## What you should do
Using "small" as the search string, find the matching lines below and copy them.

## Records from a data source
=== Begin Enclosure ===
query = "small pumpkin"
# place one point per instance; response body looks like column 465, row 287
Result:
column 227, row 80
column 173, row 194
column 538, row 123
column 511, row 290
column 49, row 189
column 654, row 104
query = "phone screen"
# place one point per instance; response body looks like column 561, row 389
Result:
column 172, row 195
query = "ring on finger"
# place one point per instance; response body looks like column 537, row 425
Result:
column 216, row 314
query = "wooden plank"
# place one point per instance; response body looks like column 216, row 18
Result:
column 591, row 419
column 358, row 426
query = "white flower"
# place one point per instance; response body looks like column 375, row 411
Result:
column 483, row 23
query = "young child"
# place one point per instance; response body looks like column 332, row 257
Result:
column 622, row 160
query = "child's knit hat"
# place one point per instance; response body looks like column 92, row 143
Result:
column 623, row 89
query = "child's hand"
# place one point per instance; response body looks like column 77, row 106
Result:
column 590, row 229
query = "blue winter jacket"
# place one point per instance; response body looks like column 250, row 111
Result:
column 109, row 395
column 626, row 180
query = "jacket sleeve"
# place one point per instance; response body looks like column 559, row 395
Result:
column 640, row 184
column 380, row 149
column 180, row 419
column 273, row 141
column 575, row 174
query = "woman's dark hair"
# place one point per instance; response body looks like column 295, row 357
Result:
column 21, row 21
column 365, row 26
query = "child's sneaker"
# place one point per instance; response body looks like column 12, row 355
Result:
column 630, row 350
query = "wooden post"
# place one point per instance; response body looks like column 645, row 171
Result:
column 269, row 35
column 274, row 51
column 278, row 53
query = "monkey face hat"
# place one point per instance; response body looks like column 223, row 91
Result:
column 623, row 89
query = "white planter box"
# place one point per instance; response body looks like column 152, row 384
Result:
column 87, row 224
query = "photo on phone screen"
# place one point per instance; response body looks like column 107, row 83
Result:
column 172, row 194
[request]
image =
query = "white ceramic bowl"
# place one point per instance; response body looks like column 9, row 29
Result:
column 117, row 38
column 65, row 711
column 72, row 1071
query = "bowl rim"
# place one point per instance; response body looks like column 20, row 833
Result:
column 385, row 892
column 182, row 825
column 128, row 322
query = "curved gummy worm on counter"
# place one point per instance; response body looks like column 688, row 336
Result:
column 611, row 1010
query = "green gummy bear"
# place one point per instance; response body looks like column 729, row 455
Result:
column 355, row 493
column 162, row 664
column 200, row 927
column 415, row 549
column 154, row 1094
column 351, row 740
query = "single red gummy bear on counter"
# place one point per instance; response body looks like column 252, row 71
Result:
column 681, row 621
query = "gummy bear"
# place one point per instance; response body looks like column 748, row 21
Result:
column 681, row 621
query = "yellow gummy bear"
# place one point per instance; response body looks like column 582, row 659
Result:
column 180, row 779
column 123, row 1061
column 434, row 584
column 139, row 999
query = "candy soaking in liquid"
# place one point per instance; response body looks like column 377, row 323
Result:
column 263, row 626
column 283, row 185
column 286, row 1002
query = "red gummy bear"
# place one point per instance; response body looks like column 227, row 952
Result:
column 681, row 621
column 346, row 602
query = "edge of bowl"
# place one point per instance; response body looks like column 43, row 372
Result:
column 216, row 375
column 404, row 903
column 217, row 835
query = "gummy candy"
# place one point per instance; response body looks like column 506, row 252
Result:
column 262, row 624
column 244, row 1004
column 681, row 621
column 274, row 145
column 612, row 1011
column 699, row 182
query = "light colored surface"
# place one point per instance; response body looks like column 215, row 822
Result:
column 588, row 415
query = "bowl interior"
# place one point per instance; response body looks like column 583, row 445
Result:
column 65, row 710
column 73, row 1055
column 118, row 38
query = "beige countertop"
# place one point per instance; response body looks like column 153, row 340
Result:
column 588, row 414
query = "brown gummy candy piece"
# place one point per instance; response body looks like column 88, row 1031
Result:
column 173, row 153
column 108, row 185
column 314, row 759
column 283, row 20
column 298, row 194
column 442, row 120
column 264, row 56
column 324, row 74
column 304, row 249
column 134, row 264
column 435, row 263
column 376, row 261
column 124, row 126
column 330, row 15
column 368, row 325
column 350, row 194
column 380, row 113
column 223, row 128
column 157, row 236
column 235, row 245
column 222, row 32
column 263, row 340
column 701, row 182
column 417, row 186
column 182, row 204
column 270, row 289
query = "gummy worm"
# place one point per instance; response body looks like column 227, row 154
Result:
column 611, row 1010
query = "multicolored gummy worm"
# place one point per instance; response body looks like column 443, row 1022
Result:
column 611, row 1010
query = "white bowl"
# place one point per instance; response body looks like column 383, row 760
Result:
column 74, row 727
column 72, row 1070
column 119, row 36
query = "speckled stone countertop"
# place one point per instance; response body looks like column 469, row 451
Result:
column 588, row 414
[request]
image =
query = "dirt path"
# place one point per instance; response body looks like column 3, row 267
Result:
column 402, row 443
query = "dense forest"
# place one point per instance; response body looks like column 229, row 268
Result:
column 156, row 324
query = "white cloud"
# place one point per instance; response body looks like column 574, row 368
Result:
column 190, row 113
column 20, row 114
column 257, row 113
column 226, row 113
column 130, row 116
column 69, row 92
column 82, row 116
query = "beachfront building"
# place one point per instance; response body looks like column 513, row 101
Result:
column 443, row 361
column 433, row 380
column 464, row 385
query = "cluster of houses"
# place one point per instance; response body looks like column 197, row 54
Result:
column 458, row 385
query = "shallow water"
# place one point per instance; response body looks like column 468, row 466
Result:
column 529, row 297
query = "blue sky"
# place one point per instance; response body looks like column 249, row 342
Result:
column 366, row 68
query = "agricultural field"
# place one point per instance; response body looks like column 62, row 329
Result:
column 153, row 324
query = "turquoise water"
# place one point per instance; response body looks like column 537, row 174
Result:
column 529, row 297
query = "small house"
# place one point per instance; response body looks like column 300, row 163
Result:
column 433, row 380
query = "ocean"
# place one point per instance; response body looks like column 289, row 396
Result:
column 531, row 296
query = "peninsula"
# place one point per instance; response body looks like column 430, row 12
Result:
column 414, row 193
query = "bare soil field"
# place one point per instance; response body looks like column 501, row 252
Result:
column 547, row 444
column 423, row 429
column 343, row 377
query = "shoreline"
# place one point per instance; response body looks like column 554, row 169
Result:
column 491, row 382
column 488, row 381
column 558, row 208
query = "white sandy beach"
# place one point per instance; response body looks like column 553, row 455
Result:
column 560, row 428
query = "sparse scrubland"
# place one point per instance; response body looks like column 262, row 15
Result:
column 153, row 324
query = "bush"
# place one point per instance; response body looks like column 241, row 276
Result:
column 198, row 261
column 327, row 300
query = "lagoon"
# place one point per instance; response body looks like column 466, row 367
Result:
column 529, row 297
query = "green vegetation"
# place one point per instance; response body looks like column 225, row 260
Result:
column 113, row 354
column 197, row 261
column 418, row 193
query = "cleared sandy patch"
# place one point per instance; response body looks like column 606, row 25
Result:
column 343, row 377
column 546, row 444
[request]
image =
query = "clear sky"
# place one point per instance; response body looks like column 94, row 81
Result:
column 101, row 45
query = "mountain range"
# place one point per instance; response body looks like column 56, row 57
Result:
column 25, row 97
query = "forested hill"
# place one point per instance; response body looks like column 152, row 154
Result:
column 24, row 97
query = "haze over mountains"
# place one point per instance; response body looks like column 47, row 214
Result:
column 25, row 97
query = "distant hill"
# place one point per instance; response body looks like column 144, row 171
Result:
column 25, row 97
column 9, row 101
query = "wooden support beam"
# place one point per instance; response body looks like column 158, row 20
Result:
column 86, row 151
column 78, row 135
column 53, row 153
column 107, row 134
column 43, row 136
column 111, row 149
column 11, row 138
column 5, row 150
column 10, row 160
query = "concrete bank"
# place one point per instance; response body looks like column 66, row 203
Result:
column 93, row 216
=== End Enclosure ===
## Result of the exercise
query = "small pumpkin"
query = "small house"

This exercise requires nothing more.